# Passage shown:
If any three-element subset of a $2003$-element planar point set is axially symmetric, then all the points in the set are collinear.

To solve the problem did not prove to be difficult, and an abundance of correct solutions was received. It was clear from the solution of several competitors, that the proposition holds for point sets consisting of much fewer points than 2003. Moreover, someone also made a remark that the point set consisting of the vertices and the centre of a regular pentagon shows that the statement is not true for six-element point sets, and formed a conjecture that it is true for point sets of more than six elements.
We are going to prove this proposition by considering the potential point sets and finally mention some possible ways to generalize these.

# Goal 1:
In the passage on axially symmetric point sets, which point set shows that the statement fails for six-element point sets?
# Goal 2:
Copy the passage on axially symmetric point sets from "If any three-element" up to and including "than six elements.".
# Goal 3:
Write what comes next in the passage on axially symmetric point sets, picking up after its final sentence.

Point annotation dataset records:
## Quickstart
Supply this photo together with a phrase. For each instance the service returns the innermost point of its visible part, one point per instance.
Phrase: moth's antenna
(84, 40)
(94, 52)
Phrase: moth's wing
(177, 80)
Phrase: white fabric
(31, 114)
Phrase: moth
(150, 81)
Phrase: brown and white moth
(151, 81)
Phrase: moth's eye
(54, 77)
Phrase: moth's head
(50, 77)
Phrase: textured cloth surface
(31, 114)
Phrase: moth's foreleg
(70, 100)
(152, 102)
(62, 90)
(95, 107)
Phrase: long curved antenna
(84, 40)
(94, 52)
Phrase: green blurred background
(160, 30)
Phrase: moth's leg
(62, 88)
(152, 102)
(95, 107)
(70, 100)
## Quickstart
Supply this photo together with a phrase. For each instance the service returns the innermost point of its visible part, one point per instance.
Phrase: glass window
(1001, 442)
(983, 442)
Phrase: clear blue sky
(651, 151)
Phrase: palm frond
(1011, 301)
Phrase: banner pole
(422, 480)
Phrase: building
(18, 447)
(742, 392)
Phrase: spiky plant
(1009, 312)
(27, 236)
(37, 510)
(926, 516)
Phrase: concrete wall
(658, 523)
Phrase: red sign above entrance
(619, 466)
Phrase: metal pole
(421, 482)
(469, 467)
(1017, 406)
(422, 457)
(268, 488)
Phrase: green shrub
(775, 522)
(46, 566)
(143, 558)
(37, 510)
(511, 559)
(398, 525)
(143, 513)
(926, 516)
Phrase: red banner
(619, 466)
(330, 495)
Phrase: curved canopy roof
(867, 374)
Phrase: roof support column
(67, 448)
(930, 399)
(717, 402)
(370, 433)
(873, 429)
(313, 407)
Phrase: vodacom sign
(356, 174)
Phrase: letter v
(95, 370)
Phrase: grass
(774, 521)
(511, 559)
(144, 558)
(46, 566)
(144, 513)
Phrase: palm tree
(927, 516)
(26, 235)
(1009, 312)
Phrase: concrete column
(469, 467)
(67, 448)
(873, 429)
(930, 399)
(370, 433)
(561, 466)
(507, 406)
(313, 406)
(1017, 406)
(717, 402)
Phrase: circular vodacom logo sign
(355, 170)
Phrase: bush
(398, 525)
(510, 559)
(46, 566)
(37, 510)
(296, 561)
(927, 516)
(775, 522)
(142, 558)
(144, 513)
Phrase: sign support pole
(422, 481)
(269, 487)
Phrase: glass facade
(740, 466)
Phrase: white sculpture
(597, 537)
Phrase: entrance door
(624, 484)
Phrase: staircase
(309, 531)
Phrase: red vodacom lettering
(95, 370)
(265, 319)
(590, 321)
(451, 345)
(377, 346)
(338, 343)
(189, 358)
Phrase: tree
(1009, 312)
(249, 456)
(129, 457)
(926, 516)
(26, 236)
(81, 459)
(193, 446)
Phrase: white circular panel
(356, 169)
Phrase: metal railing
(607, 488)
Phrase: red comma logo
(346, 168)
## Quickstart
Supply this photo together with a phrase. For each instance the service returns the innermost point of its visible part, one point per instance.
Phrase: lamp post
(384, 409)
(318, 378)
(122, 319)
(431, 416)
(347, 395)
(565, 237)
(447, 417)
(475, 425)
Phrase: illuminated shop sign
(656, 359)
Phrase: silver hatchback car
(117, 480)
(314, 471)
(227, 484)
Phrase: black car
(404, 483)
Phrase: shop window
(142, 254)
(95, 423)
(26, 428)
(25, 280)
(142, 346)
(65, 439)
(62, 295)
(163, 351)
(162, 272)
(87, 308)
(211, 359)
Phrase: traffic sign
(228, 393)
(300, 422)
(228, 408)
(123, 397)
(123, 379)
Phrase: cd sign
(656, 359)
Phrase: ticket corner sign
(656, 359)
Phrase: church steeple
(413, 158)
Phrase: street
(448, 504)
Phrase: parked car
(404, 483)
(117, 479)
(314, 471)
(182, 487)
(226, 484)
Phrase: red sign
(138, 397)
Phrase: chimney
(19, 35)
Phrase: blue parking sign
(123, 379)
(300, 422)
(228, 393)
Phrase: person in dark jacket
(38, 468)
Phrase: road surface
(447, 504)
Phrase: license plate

# Task output 1:
The vertices and the centre of a regular pentagon.

# Task output 2:
If any three-element subset of a $2003$-element planar point set is axially symmetric, then all the points in the set are collinear.

To solve the problem did not prove to be difficult, and an abundance of correct solutions was received. It was clear from the solution of several competitors, that the proposition holds for point sets consisting of much fewer points than 2003. Moreover, someone also made a remark that the point set consisting of the vertices and the centre of a regular pentagon shows that the statement is not true for six-element point sets, and formed a conjecture that it is true for point sets of more than six elements.

# Task output 3:
3-symmetric sets

A subset of the plane is called $3$-symmetric, if any three-element subset of it is axially symmetric. These are described by the following theorem:

Theorem. A subset of the plane is $3$-symmetric if and only if it is a subset of any one of the following $3$-symmetric point sets:
 $\left(a\right)$ a straight line;
 $\left(b\right)$ the vertices of an isosceles triangle and the centre of its circumscribed circle;
 $\left(c\right)$ the four vertices of a rhombus;
 $\left(d\right)$ the four vertices and the centre of a square;
 $\left(e\right)$ the five vertices and the centre of a regular pentagon;
 $\left(f\right)$ four vertices of a regular pentagon and the intersection point of the diagonals of the received trapezium;
 $\left(g\right)$ four vertices of a regular pentagon and the intersection point of the extensions of the non-parallel sides of the received trapezium;
 $\left(h\right)$ set $\text{P}$ derived the following way: Let $AECUV$ be a regular pentagon, $D$ be the intersection of diagonals $AC$ and $EV$, $B$ be the intersection of diagonals $AC$ and $EU$, and $E\text{'}$ be the reflection of $E$ about $AC$. Then $\text{P}=\left\{A,B,C,D,E,E\text{'}\right\}$;

Figure $\left(h\right)$

 $\left(k\right)$ set $\text{P}$ derived the following way: let $AEXYCUV$ be a regular heptagon, $B$ be the intersection of diagonals $AC$ and $EU$, and $E\text{'}$ be the reflection of $E$ about $AC$; then $\text{P}=\left\{A,B,C,E,E\text{'}\right\}$.

Figure $\left(k\right)$

Figures $\left(h\right)$ and $\left(k\right)$ describe their corresponding configurations. However, it is worth mentioning that $ABCEU$ in the first figure is configuration $\left(f\right)$, whereas $ABCE\text{'}U$ and $ABCEG$ is configuration $\left(g\right)$, where $G$ is the reflection of $U$ about $AC$. This latter statement holds due to the fact that $E\text{'}BCU$ and $EBCG$ are both four vertices of a regular pentagon.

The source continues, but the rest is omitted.